> [OBJECTIVE]:
Rewrite the entries below as a numbered list, from their first line through the line containing "[772, 688, 800, 750]", and leave out any blank lines.

> [DATASET RECORDS]:
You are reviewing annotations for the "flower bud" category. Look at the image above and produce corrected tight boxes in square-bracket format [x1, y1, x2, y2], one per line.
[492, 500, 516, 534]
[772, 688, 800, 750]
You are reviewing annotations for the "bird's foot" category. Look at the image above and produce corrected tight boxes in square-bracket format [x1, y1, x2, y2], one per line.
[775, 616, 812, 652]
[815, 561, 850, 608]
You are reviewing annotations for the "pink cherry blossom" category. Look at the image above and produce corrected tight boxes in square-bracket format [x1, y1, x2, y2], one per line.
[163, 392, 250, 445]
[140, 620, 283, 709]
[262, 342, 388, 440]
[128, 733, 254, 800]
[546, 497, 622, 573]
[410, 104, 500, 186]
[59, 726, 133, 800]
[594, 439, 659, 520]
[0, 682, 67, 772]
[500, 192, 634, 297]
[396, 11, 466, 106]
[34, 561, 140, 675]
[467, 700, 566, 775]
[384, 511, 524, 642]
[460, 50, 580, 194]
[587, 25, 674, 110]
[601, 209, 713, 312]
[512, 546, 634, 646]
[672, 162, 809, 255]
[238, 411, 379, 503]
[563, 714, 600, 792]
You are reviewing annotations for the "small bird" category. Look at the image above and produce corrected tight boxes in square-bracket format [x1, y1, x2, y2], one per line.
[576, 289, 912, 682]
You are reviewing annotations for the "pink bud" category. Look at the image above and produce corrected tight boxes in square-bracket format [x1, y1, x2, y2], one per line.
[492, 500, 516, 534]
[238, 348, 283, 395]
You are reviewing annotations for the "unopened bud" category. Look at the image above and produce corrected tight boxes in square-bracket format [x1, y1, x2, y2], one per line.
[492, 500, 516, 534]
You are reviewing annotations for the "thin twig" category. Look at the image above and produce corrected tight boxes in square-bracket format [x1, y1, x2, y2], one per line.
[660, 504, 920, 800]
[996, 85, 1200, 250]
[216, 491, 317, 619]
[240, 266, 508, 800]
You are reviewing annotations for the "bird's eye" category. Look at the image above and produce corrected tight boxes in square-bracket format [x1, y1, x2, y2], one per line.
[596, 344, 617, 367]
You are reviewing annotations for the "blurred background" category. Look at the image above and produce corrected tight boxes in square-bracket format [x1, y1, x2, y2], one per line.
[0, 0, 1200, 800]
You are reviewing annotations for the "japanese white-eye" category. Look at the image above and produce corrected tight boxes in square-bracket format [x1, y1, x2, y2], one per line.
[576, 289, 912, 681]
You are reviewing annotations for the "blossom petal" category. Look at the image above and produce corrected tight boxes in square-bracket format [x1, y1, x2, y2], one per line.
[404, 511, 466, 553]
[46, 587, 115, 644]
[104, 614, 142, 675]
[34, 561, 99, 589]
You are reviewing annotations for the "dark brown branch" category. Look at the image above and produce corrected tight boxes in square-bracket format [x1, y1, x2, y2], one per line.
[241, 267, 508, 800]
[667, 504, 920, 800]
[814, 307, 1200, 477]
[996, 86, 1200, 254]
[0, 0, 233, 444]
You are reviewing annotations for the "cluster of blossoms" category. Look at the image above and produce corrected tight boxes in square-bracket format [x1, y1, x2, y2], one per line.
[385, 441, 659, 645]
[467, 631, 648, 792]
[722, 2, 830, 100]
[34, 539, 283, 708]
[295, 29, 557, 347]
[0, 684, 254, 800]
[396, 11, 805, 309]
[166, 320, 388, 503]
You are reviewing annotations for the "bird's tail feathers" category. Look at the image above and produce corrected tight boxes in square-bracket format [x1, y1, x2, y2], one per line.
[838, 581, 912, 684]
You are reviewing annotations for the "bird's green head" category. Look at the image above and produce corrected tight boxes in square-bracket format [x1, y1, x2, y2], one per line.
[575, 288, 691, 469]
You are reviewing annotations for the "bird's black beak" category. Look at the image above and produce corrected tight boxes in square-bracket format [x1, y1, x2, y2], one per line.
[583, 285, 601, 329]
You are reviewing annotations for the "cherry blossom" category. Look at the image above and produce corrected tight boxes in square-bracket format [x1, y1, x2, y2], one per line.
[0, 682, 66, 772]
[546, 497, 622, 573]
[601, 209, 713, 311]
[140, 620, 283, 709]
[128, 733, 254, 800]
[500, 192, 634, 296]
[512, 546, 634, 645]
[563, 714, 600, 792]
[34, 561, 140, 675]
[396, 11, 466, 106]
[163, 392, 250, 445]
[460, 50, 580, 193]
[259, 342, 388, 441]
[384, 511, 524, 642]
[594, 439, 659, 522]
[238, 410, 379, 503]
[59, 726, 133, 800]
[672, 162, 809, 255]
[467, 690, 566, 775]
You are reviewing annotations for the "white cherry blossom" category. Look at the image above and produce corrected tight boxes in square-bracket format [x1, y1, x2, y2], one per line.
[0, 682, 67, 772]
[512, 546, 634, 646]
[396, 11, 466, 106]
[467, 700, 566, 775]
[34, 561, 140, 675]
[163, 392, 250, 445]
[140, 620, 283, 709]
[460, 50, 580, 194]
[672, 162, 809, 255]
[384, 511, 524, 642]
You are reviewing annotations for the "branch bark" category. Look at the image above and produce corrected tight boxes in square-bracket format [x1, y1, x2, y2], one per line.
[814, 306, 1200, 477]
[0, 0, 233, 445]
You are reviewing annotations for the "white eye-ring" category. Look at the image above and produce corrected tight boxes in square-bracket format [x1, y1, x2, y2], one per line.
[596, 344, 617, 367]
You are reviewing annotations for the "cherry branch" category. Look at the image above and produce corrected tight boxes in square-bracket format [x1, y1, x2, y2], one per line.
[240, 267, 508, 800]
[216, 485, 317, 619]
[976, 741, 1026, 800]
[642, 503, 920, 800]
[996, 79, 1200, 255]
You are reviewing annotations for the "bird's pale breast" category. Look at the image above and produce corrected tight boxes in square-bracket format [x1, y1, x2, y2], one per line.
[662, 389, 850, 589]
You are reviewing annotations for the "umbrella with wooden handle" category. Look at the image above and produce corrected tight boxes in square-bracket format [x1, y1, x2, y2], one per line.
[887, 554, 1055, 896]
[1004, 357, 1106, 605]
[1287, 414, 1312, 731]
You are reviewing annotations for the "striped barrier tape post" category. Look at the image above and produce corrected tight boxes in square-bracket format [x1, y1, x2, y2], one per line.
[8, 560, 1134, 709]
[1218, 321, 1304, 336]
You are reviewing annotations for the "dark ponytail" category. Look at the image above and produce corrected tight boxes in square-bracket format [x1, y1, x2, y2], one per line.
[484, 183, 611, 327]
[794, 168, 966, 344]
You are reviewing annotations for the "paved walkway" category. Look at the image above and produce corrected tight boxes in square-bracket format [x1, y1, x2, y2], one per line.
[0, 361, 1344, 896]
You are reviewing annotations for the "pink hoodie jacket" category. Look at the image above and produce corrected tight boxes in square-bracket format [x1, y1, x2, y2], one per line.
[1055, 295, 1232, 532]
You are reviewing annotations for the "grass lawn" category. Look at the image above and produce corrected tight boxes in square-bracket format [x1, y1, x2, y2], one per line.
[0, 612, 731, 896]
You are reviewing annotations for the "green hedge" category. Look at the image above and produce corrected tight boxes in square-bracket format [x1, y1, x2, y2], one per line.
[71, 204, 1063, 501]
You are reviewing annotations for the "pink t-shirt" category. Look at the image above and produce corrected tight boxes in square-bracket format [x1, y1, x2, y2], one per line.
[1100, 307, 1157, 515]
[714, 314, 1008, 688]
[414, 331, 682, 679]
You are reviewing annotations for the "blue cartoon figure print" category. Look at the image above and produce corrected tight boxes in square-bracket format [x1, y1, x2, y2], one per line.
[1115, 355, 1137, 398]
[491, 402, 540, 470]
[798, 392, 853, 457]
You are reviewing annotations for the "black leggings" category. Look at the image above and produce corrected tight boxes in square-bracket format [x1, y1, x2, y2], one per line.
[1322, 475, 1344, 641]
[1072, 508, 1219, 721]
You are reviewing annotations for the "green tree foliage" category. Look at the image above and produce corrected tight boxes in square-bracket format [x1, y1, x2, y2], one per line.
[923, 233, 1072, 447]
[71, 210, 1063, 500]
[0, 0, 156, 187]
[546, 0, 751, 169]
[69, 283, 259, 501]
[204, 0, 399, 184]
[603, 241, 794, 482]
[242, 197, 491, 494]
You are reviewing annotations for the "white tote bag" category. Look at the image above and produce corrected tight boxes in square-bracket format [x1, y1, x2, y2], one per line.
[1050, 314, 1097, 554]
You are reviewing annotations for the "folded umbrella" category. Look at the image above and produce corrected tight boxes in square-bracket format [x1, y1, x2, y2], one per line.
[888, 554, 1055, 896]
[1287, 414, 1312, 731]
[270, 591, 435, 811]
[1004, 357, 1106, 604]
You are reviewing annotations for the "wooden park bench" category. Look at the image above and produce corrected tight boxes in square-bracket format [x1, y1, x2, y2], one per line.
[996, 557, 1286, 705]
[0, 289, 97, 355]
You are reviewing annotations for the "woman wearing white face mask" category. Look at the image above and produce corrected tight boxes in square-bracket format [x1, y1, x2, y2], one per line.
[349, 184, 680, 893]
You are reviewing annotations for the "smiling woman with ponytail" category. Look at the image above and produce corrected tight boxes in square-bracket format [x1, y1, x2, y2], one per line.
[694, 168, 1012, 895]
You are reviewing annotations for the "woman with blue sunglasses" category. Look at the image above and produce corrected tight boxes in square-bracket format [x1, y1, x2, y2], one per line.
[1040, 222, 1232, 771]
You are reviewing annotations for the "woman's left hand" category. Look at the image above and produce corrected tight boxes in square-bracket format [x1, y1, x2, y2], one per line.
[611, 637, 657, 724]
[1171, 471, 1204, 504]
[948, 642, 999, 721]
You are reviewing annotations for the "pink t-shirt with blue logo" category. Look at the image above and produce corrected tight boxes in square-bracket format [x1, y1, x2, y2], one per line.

> [OUTPUT OF THE TASK]:
1. You are reviewing annotations for the "flower bud" category. Look at the image above and produce corrected tight boxes in square-bracket format [x1, y1, x2, y2], one per line.
2. [492, 500, 516, 534]
3. [772, 688, 800, 750]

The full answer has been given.